Task goal: Print the records below exactly, with no pictures.

**** Study material ****

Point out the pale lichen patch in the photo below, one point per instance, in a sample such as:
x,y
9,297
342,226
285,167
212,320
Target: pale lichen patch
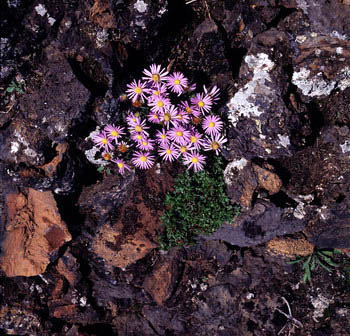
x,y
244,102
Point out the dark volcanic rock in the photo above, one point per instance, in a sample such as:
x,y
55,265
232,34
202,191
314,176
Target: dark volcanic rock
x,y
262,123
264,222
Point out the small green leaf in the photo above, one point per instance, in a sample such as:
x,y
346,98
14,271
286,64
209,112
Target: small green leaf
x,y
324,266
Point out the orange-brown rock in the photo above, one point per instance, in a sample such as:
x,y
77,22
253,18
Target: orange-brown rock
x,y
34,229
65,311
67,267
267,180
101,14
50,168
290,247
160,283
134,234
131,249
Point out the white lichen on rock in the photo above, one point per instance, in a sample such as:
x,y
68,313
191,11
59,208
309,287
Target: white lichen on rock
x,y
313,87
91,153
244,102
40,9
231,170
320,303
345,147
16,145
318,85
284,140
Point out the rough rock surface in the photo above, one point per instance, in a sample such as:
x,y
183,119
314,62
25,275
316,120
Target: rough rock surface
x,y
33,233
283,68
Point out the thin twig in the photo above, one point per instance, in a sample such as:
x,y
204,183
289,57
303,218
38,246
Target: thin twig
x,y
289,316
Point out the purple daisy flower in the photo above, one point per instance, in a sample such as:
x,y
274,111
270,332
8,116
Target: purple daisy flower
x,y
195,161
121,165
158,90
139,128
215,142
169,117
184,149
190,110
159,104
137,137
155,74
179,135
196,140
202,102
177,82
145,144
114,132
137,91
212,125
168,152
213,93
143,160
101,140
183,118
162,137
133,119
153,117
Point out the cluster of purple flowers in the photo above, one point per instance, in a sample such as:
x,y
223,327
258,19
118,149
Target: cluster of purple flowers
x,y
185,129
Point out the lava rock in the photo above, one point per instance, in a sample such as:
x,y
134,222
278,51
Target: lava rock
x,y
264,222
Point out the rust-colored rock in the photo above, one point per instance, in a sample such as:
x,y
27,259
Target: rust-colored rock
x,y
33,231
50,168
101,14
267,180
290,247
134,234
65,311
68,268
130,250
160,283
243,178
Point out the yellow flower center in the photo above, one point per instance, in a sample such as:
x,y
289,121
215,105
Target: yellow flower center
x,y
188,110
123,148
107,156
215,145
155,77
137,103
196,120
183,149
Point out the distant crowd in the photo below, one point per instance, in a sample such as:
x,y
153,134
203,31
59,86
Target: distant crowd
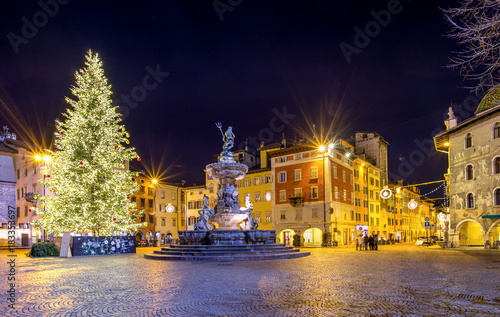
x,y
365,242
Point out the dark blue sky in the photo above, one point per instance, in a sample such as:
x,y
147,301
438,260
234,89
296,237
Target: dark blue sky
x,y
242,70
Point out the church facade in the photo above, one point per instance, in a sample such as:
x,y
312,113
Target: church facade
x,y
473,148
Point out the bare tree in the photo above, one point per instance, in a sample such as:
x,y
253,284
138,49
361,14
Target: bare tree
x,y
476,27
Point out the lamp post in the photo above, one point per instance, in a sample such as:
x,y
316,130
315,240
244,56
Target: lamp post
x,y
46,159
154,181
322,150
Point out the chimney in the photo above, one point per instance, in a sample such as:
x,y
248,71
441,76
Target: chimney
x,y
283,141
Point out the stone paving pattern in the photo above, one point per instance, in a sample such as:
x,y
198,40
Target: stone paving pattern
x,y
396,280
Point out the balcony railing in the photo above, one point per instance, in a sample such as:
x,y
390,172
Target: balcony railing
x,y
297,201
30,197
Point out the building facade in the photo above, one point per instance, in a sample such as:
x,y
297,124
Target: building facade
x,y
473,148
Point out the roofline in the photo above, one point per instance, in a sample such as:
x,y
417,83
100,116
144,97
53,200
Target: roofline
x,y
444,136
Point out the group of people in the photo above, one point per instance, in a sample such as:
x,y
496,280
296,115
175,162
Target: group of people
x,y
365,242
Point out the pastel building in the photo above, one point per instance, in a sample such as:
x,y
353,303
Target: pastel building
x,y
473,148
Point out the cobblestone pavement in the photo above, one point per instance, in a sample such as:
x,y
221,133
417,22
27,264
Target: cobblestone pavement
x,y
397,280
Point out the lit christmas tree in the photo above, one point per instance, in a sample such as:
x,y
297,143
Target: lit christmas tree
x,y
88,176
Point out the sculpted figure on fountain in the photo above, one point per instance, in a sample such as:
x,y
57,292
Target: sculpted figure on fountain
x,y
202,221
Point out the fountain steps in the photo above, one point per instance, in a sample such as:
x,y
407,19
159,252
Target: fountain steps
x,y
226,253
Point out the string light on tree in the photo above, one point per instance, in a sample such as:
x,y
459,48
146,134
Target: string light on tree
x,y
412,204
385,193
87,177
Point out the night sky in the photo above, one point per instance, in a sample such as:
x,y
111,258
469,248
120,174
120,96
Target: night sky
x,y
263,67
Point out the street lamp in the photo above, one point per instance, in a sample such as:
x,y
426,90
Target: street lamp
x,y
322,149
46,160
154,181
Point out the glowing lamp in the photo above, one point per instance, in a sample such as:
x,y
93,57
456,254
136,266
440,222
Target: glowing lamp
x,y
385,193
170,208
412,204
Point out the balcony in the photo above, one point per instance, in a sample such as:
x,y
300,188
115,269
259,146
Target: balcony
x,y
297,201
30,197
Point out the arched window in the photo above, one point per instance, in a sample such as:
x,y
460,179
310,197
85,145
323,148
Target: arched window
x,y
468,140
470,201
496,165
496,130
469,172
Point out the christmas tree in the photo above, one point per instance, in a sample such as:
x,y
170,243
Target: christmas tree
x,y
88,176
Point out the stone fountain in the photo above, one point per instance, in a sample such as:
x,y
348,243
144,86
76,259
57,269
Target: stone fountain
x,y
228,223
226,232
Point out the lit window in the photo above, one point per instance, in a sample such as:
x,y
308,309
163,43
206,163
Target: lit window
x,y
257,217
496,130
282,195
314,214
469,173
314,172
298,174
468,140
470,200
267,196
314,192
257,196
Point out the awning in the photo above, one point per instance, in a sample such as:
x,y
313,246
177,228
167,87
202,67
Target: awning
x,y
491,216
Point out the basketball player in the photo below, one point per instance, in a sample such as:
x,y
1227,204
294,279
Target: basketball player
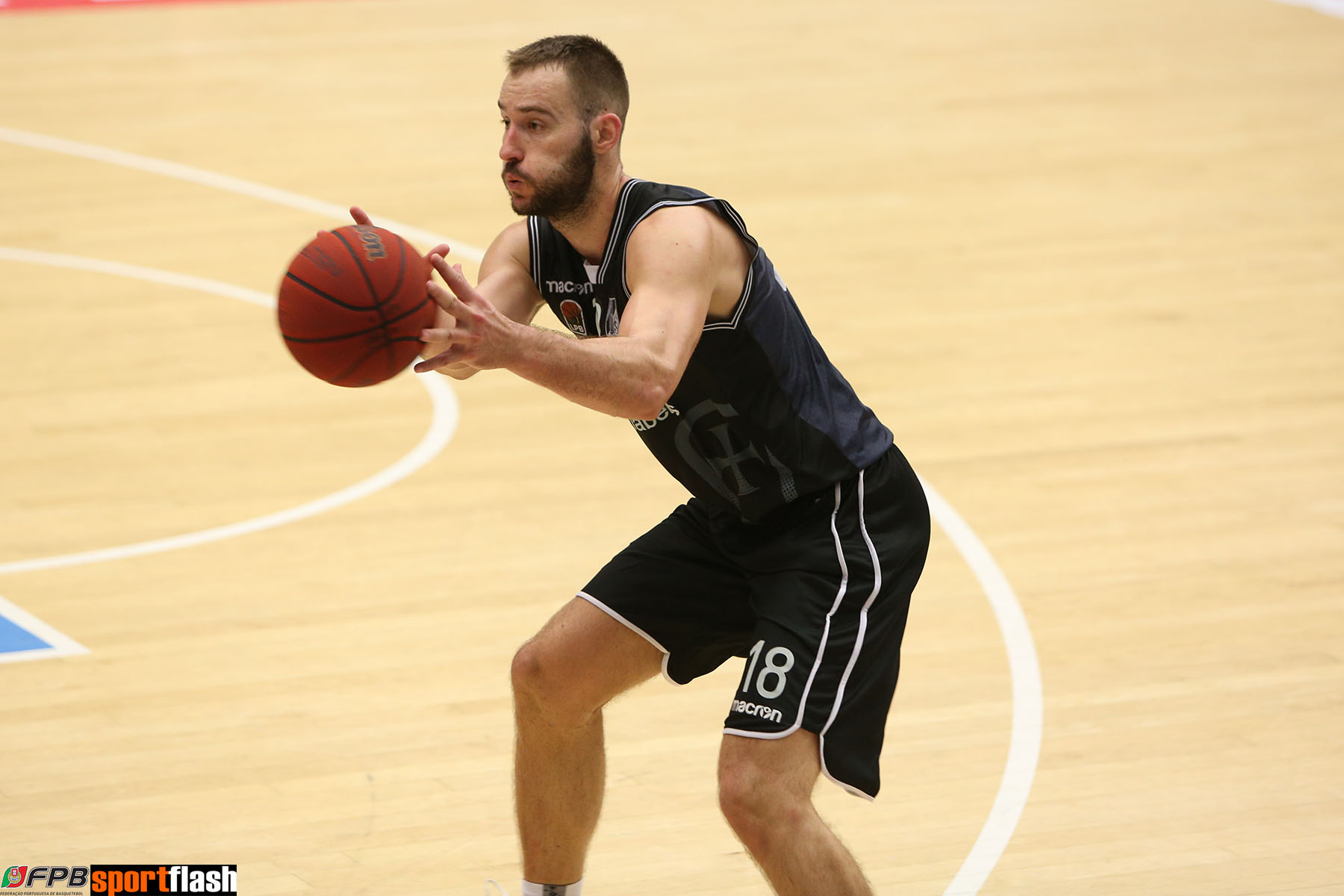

****

Solution for this task:
Point out the pale lichen patch in the photo below, one point per instance, in a sample such as:
x,y
9,297
342,226
285,167
212,320
Target: pale lichen patch
x,y
244,102
Point out the dark volcanic rock in the photo above, one point per instance, in a sample such as:
x,y
55,265
232,34
202,191
314,176
Target: dark volcanic rock
x,y
262,123
264,222
Point out the small green leaf in the photo above, one point per instance, in a sample such as:
x,y
346,98
14,271
286,64
209,112
Target: small green leaf
x,y
324,266
Point out the orange-brown rock in the photo above, one point per instance, in a sample such as:
x,y
77,22
253,18
Target: orange-brown rock
x,y
34,229
65,311
67,267
267,180
101,14
50,168
290,247
160,283
134,234
131,249
Point out the white lichen on rock in the photo above, one point per instance, in a sample such as:
x,y
68,313
191,11
59,208
309,287
Target: white lichen on rock
x,y
313,87
91,153
244,102
40,9
231,170
320,303
345,147
16,145
318,85
284,140
Point out the rough rock surface in the photo above, one point per instance, in a sample such as:
x,y
183,119
314,62
25,275
316,120
Target: rough rock surface
x,y
33,233
283,68
Point out the thin twig in the photo above, one point per instance, in a sample such as:
x,y
204,183
289,57
303,218
38,246
Target: thin twig
x,y
289,316
Point out the purple daisy flower in the photo above, one point per instance, in a sample such as:
x,y
274,111
270,332
8,116
Target: purple daisy flower
x,y
195,161
121,165
158,90
139,128
215,142
169,117
184,149
190,110
159,104
137,137
155,74
179,135
196,140
202,102
177,82
145,144
114,132
137,91
212,125
168,152
213,93
143,160
101,140
183,118
162,137
133,119
153,117
Point out the cluster of purple flowers in the photo above, one point per instance, in a sample such as:
x,y
223,327
258,19
118,149
Target: cluster of purple flowers
x,y
185,129
Point out the lava rock in the photo above, one point per instance, in a sample such as:
x,y
134,222
278,51
Target: lava rock
x,y
264,222
Point out the rust-colored rock in the photo above, one point per instance, in a sample such as:
x,y
27,259
Target: rust-colored rock
x,y
33,231
50,168
101,14
267,180
290,247
134,234
65,311
68,268
130,250
160,283
243,178
Point out the yellow flower center in the photo above, one point per instance, in a sample such as:
x,y
289,121
215,105
Target: yellow flower center
x,y
188,110
123,148
107,156
215,145
155,77
137,103
196,120
183,149
Point out the distant crowd in the photo below, one point per instance, in a sample such as:
x,y
153,134
203,31
59,86
Target: distant crowd
x,y
365,242
Point out the dark blue sky in the photo above, one point per instance, in a sample such as:
x,y
147,301
438,260
234,89
296,237
Target: dark blue sky
x,y
242,70
Point out the church facade in the photo above, one point per instance, in a sample such as:
x,y
312,113
Target: church facade
x,y
473,148
Point out the bare tree in the photo above, one point per instance, in a sample such as:
x,y
253,284
138,49
361,14
Target: bare tree
x,y
476,27
Point out the lamp post in the photo above, one point per instance, in a sample such as:
x,y
316,130
315,240
244,56
Target: lamp post
x,y
46,159
154,181
322,150
Point out the chimney in the photo above, one point per instance, in a sample such as:
x,y
248,71
441,76
Target: chimney
x,y
283,141
Point out the stone paving pattern in the photo above, one point per instance, in a sample such as:
x,y
198,40
Target: stone paving pattern
x,y
396,280
Point out the balcony railing in the photo above, one point per instance, in a sample such as:
x,y
390,172
Target: balcony railing
x,y
297,201
30,197
Point out the building facade in the photo above, one point per instance, in a sample such as:
x,y
297,124
Target: building facade
x,y
473,148
Point out the roofline in the photo above, one point per instance, in a sample such as:
x,y
417,83
100,116
144,97
53,200
Target: roofline
x,y
444,136
Point out the group of people in the photo above, one point per instance, in a sample such as:
x,y
496,280
296,115
175,162
Target: group of people
x,y
365,242
Point out the pastel building in the photo above, one point per instance, in a sample such as:
x,y
353,303
Target: pastel building
x,y
473,148
Point out the cobblestone pavement in the photo above, one point per instance, in a sample such as:
x,y
221,133
417,22
27,264
Target: cobblestone pavement
x,y
397,280
Point out the lit christmas tree in the photo above, one point per instance, in a sample such as:
x,y
297,143
Target: lit christmas tree
x,y
88,176
Point out the sculpted figure on fountain in the photo above, one point per instance, in a sample such as:
x,y
57,292
Target: sculpted figure on fountain
x,y
202,221
Point out the fountain steps in the photo above, one point per instance, in a sample such as:
x,y
407,19
159,252
Target: fountain steps
x,y
226,253
Point out the string light on tree in the photo above, one point per instance, in a sample such as:
x,y
459,48
146,134
Target: string light on tree
x,y
412,204
385,193
87,177
Point out the night sky in the photo above, one point per instance, in a sample such as:
x,y
111,258
469,248
120,174
120,96
Target: night sky
x,y
263,67
Point out the street lamp in the photo above, one point per instance, in a sample such as:
x,y
426,90
Target: street lamp
x,y
322,149
46,160
154,181
Point out the glowing lamp in the photo above, one point per instance, in a sample such as:
x,y
93,57
456,254
136,266
440,222
Target: glowing lamp
x,y
385,193
170,208
412,204
Point out the balcony in the photo above, one point per instance, in a sample such as:
x,y
300,188
115,269
259,146
Target: balcony
x,y
297,201
30,197
Point out the arched window in the photo above, one point per instance, in a sample such as:
x,y
460,179
310,197
85,145
323,148
Target: arched window
x,y
468,140
470,201
496,165
496,130
469,172
Point out the christmas tree in the photo above, one point per instance, in a sample such as:
x,y
170,243
Target: christmas tree
x,y
88,176
Point out the stone fountain in the photo above, one point per instance, in a sample such as:
x,y
348,243
144,86
76,259
57,269
Target: stone fountain
x,y
228,223
226,232
Point out the lit window in the photo above, one point per instance, in a sample such as:
x,y
308,309
163,43
206,163
Target: lit window
x,y
257,217
496,130
282,195
314,214
469,173
314,172
298,174
468,140
470,200
267,196
314,192
257,196
Point out the awning in the photo above, one point per instance, in a sample such as:
x,y
313,246
177,228
167,87
202,67
Target: awning
x,y
491,216
Point out the basketball player in the photo below, one point per instance, in a sample such as:
x,y
1227,204
294,279
Target: basketball player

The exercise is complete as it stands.